In the copy, every record below must appear exactly as given, and no picture may appear.

(Records contained in a dataset)
━━━━━━━━━━

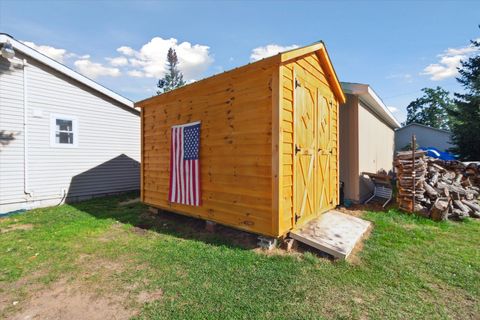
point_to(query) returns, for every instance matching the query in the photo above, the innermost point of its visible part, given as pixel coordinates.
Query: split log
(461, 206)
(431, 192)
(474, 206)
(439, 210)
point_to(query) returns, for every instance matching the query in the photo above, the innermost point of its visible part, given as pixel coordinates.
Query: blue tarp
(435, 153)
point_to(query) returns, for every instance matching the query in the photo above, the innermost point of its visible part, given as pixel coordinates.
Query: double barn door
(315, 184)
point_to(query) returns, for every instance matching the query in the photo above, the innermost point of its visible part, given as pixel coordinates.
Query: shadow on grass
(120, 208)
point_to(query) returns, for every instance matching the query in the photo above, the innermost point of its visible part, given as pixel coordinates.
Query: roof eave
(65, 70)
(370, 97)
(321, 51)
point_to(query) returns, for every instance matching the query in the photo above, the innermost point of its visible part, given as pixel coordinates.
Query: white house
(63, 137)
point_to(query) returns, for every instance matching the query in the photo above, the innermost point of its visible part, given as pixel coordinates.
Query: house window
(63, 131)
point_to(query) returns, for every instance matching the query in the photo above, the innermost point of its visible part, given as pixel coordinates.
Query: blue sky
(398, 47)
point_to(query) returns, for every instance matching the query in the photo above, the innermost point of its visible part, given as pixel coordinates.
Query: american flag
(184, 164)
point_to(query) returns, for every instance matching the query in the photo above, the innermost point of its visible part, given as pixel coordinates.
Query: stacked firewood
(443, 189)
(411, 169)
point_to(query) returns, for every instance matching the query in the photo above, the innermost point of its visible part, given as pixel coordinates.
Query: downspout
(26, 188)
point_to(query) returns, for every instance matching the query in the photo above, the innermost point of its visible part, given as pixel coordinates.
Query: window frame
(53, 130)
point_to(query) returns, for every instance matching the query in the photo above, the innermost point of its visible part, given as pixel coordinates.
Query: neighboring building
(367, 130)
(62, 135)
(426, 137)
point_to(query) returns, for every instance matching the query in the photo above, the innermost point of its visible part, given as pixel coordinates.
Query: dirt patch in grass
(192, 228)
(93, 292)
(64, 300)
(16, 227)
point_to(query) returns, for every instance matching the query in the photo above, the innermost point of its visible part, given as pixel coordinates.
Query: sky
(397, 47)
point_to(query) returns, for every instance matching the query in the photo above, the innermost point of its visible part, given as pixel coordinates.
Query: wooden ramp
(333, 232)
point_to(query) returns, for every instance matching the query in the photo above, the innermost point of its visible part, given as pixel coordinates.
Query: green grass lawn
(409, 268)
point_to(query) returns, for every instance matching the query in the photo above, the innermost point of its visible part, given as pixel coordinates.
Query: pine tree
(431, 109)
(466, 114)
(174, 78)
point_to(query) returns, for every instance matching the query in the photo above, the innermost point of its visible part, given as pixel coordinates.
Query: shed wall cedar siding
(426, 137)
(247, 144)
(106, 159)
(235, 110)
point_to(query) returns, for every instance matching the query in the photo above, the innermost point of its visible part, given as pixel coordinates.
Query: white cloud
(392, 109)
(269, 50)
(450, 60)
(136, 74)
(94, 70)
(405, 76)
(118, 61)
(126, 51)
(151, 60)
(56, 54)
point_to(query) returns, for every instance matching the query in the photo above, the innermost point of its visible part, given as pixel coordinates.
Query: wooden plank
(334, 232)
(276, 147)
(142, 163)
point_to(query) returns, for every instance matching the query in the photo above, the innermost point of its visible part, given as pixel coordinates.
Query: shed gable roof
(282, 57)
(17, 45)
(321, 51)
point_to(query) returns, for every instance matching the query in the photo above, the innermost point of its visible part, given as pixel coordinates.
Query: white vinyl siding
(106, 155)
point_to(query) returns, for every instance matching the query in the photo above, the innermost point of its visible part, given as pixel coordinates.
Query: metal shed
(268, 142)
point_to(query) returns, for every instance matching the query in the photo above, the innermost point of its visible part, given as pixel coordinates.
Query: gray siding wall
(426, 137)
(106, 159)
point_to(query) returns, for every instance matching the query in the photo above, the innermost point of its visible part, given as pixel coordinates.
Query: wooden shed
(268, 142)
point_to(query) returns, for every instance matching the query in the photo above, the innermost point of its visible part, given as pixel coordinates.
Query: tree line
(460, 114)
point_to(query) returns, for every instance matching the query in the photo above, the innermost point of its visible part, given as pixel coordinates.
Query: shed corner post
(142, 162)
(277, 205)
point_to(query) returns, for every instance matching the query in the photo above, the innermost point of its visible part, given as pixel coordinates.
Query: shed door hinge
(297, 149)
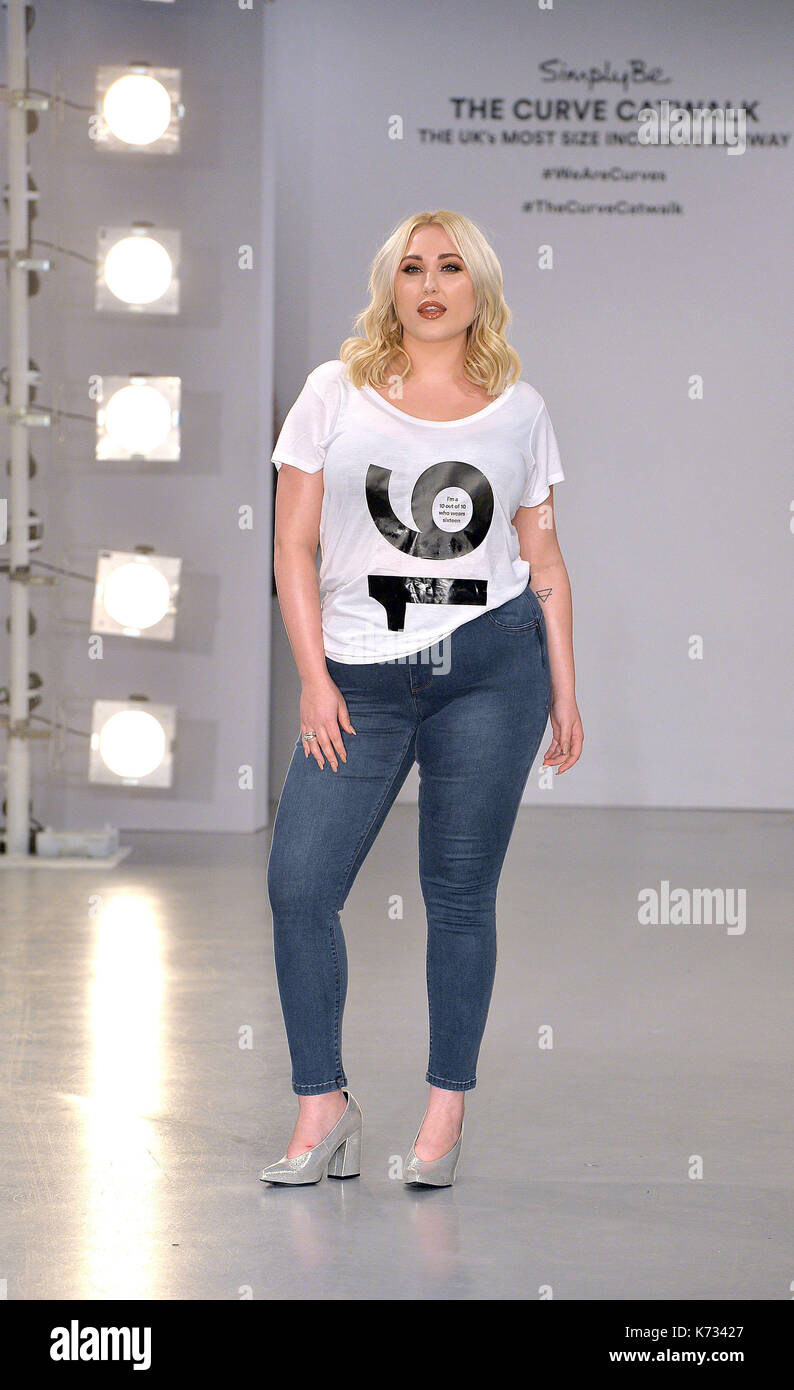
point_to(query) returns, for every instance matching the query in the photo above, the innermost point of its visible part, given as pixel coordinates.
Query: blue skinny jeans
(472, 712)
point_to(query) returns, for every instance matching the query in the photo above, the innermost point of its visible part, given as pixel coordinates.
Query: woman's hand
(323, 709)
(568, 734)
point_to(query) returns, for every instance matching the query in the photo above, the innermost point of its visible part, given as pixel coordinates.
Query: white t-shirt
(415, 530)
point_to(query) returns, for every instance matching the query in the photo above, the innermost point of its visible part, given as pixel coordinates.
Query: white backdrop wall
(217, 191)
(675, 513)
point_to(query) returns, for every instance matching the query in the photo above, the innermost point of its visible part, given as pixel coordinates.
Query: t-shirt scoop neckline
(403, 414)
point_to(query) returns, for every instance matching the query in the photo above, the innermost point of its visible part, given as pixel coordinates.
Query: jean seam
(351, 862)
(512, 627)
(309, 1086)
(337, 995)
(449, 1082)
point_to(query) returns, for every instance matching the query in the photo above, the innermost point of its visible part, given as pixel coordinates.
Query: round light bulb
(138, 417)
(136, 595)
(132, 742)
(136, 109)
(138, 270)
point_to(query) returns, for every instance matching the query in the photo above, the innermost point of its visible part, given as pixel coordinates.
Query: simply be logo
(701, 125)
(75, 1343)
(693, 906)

━━━━━━━━━━

**OUTPUT FOR THIS EXERCISE**
point_to(query) returns, for every instance matching the query in the photo above, the innermost point of its visible part, given as pixel coordinates.
Query: split log
(461, 206)
(431, 192)
(474, 206)
(439, 210)
point_to(query) returns, for every instance matching the query in the photo above, the innermost point of its visible part, given as pixel coordinates.
Query: blue tarp
(435, 153)
point_to(query) returns, for every instance matching the query in the photo above, the innermost point of its visible part, given as pixel coordinates.
Query: double barn door
(315, 184)
point_to(query) returns, for every instance matching the query in the photo above, the innermost point of its visible part, given as pixel coordinates.
Query: shadow on grass
(120, 208)
point_to(query) returns, for every instance matching the query in the photo above, the innermost point of its visible part, given as pixel coordinates.
Query: roof eave
(65, 70)
(370, 97)
(321, 51)
point_to(query) returns, for every instance matching the query in the photo above, the innermost point of its visible part, given as pixel coordinates.
Query: white house
(63, 137)
point_to(query) returns, for every instance matching the query in the photo above, the innermost point of its visible part, given as pixel coordinates.
Query: house window
(63, 131)
point_to(query) returns, for every instance matching the query in the photo above, the innermost point of its visible part, given as pixel coordinates.
Query: blue sky
(398, 47)
point_to(query) returns, for every instance matching the query in the photo above, the innermost point of its visible part, given as pixel coordinates.
Query: american flag
(184, 164)
point_to(query) returns, for every instance matching the query in the photo above, the innermost point of its visible part, given as pixel coordinates.
Query: stacked firewood
(443, 189)
(411, 169)
point_to(query) returns, for every instance matching the query in the photo above, the innermost point of its visible part, given as pixel coordinates.
Query: downspout
(26, 188)
point_to(query) returns, for every instance matching the query in the photo above, the innermost point of its visible part, given as pixel coordinates.
Query: window frame
(53, 130)
point_to(query) returns, for every instance matching the query in the photo above, the innermost point of its visible part, given as pixel coordinates.
Query: neighboring building
(367, 130)
(62, 135)
(426, 137)
point_to(query) returns, for every instance matching the query in the photo above, the innermost point of its visible part, given as pixel coordinates.
Query: dirt patch in grass
(192, 228)
(93, 292)
(64, 300)
(16, 227)
point_to(query) returns, for every instance matching the query in the photo above, the innermost point of its visible part, given as pixel coordinates.
Query: sky
(397, 47)
point_to(query) returns, for every instance matching the query in the photo above, the innermost point of its visible part, given as pixel coordinates.
Query: wooden ramp
(333, 232)
point_to(query) returns, for every instance matching the query in the photo above, the innermost point of its visible part, given as pixel coordinates.
Query: green grass lawn
(409, 268)
point_to(query) returns, for every instance matching the query in the photo above, the innermost point of its visible part, given as pixel coordinates.
Query: pine tree
(431, 109)
(466, 114)
(174, 78)
point_to(query) returns, for every instance matching the query in the photo above, the innermost point of its visible part, given as pixel coordinates.
Query: shed wall cedar siding
(426, 137)
(247, 144)
(106, 159)
(235, 110)
point_to(query) returns, for every instance matching the query in the photo above, the innermost point of its visible part, given as pixel coordinates.
Query: white cloud
(392, 109)
(269, 50)
(450, 60)
(136, 74)
(94, 70)
(405, 76)
(118, 61)
(126, 51)
(151, 60)
(56, 54)
point_to(query) returns, for every instance matching the query in the photo above, the innermost point of its visible part, given as pixel coordinates.
Query: wooden plank
(334, 232)
(276, 147)
(142, 163)
point_to(query) returns, for every instance matching the query in the photo above, the innermost point of its visible part, given as pixel coordinates.
Query: shed gable roof
(282, 57)
(17, 45)
(321, 51)
point_to(query) returns, for every instance matching the query in the photo above, the innermost point of its visible part, given as pixel coordinates.
Query: white vinyl siding
(106, 155)
point_to(query) returns, for every instance matching the query in the photo above, the innermost point of its visible part, given as pixel coordinates.
Query: metal shed
(268, 142)
point_to(query) returns, for every instance matching the query in the photo above, the innermost point of its visible part, given as pixel coordinates.
Query: gray siding wall
(426, 137)
(106, 159)
point_to(query) returns, for every instance matching the query in the photo above, the innermost point of its visible part, given as pixel coordinates.
Query: wooden shed
(268, 142)
point_to(query) returns, for every instance matching the query in the photo above, the innermost point of its visible part, given as pixel coordinates.
Query: tree line
(460, 114)
point_to(query) returns, for every instance matching the query in the photo above, the innermost point of its visible part, given as pixel coordinates.
Query: shed corner post
(142, 162)
(277, 205)
point_to(query) returns, for every instance matching the query in the photo above, the innermost point of its visible part, given as pixel coordinates.
Query: shed door hinge
(297, 149)
point_to(query) returns, for every instance matching the query in the photo above, the innermost point of its visible part, given as pixel coordinates.
Query: blue skinny jeans
(472, 712)
point_to(query) returns, for every instance matching the query in the photo above, the innermost point of its visible part, given as pixel coordinates.
Query: woman's hand
(323, 709)
(568, 734)
point_to(query) returns, for every instance matching the query in the photo above, the innermost point of its visible part, given as pixel coordinates.
Query: white t-shirt
(415, 530)
point_to(query) returns, for every instance matching the query in the photo above, the innermost point of its visible part, given as pixel coordinates.
Query: white backdrop wall
(217, 191)
(675, 513)
point_to(query) returns, for every instance matching the query in the photo above, the innermost point of its visible part, given as pixel coordinates.
Query: t-shirt scoop neckline
(403, 414)
point_to(query) returns, for every instance matching the query in the photo above, the innermost point of its visible part, given as pixel coordinates.
Query: jean seam
(351, 862)
(512, 627)
(309, 1086)
(337, 995)
(449, 1082)
point_to(query) returns, for every instance matching the query in the photo above, the innermost point of its visible part, given as pixel coordinates.
Query: round light bulb
(138, 417)
(136, 595)
(132, 742)
(136, 109)
(138, 270)
point_to(query) returns, for every instance matching the query in the photo above, the innermost point of its visible part, given as pixel coordinates.
Query: simply be logo
(701, 125)
(75, 1343)
(693, 906)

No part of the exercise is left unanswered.